__SELECTED EXCERPT__:
Statalist


[Date Prev][Date Next][Thread Prev][Thread Next][Date Index][Thread Index]

st: AW: RE: AW: Count special characters


From   "Martin Weiss" <martin.weiss1@gmx.de>
To   <statalist@hsphsun2.harvard.edu>
Subject   st: AW: RE: AW: Count special characters
Date   Thu, 17 Sep 2009 14:30:46 +0200

<> 


To appreciate the full meaning of the -noccur- code, it makes a lot of sense
to rummage through -help whatsnew-, which shows that the -index()- function
was renamed to -strpos()- from -version- 8 to 9... 


HTH
Martin


-----Ursprüngliche Nachricht-----
Von: owner-statalist@hsphsun2.harvard.edu
[mailto:owner-statalist@hsphsun2.harvard.edu] Im Auftrag von Nick Cox
Gesendet: Donnerstag, 17. September 2009 14:09
An: statalist@hsphsun2.harvard.edu
Betreff: st: RE: AW: Count special characters

Martin's guess at what Andrea means resembles mine. Let's spell out the
low-level logic implemented more generally in -egen, noccur()- (by Nick
Winter) and -egen, nss()- within -egenmore- from SSC. 

By the way, I can't improve on the explanation in -egenmore-'s help:

"The inclusion of noccur() and nss(), two almost identical functions,
was an act of sheer inadvertence by the maintainer."

In the case of a single desired character, the low-level logic is very
simple: 

initialise: count <- 0 

loop from the start to the end of a string { 
	look at each character 
	if it's the desired character { count <- count + 1 } 
}

What is nice is that this loop can be extended automatically to all the
observations in a variable. 

Thus in Martin's example, a low-level way to get the counts is 

gen numberofocc = 0 

qui forval j = 1/30 { 
	replace numberofocc = numberofocc + (substr(mystr, `j', 1) ==
"|") 
}

Here the 30 is large enough to get at the last character in the longest
string. This is really _much less_ code than using -egen- because of the
code that the call to -egen- implies.

Note that 

local maxposs = real(substr("`: type mystr'", 4, .))

is the maximum possible length of mystr, while 

gen nchars = length(mystr)

__SHORT EXERCISE A__:
Tally the lines in the records below that contain the string "feathered", and reply with the number alone.

Object location annotation records
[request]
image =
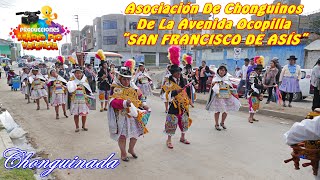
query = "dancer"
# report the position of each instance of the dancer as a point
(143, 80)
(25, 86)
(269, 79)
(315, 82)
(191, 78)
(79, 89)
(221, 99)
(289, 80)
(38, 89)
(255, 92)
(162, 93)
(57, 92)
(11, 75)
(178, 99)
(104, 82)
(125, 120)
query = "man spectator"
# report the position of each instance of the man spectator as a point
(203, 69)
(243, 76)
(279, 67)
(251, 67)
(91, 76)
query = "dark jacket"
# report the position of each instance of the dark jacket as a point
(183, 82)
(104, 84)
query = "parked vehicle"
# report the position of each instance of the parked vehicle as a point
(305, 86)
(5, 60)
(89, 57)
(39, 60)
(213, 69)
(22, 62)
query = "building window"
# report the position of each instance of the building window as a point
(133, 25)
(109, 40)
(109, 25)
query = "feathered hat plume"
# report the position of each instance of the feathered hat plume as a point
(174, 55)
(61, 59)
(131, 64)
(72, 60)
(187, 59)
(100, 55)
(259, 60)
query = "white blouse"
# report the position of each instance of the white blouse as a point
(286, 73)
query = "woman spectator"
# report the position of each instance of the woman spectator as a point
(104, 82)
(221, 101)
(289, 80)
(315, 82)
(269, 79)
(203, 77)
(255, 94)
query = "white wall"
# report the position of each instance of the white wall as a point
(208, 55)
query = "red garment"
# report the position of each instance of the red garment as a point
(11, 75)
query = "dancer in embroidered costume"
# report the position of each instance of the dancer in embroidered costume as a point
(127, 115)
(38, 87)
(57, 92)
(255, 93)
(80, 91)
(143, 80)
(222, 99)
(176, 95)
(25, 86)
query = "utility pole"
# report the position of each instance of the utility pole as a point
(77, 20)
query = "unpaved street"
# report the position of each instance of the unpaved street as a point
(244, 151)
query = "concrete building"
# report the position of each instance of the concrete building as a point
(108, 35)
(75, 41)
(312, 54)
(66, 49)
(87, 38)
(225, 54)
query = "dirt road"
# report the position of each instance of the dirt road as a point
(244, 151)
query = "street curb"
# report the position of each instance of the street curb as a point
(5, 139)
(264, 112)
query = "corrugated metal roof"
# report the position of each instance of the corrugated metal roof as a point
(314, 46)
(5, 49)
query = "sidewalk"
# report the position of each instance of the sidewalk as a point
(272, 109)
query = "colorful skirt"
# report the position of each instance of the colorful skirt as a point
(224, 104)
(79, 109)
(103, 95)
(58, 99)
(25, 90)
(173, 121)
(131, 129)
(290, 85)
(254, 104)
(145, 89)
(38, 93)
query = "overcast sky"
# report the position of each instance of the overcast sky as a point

__SHORT EXERCISE B__:
Continue the Statalist thread above about counting special characters, starting right after its last line.

__EXERCISE RESPONSE A__:
2

__EXERCISE RESPONSE B__:
su nchars, meanonly 
local maxact = r(max) 
	
returns the maximum actual length. See also the help for -extended_fcn-
for how to get this done in a macro. 

Thus 

local mystr "SMCL makes cooler logs" 
local mystr : subinstr local mystr "o" "o", all count(local howmanyo) 
di `howmanyo'

is a way to count "o"s. (Note that there is nothing to stop you changing
the "o"s to something else, which is the more characteristic use of this
construct. Nor is an explicit loop out of the question either.) 

Nick 
n.j.cox@durham.ac.uk 

Martin Weiss

I take "cell" to denote an observation of a -string- variable... Install
Nick`s -ssc inst egenmore- and:


*************
clear*

input str30 mystr
"first st|r|"
"se|cond str|ing"
"third string"
"fou||rth|  strin|g"
end

compress

egen numberofocc= /* 
*/  noccur(mystr) , string(|) 

list, noobs
*************

Andrea Rispoli

is there a command that I can use to count the number of "|" in a cell?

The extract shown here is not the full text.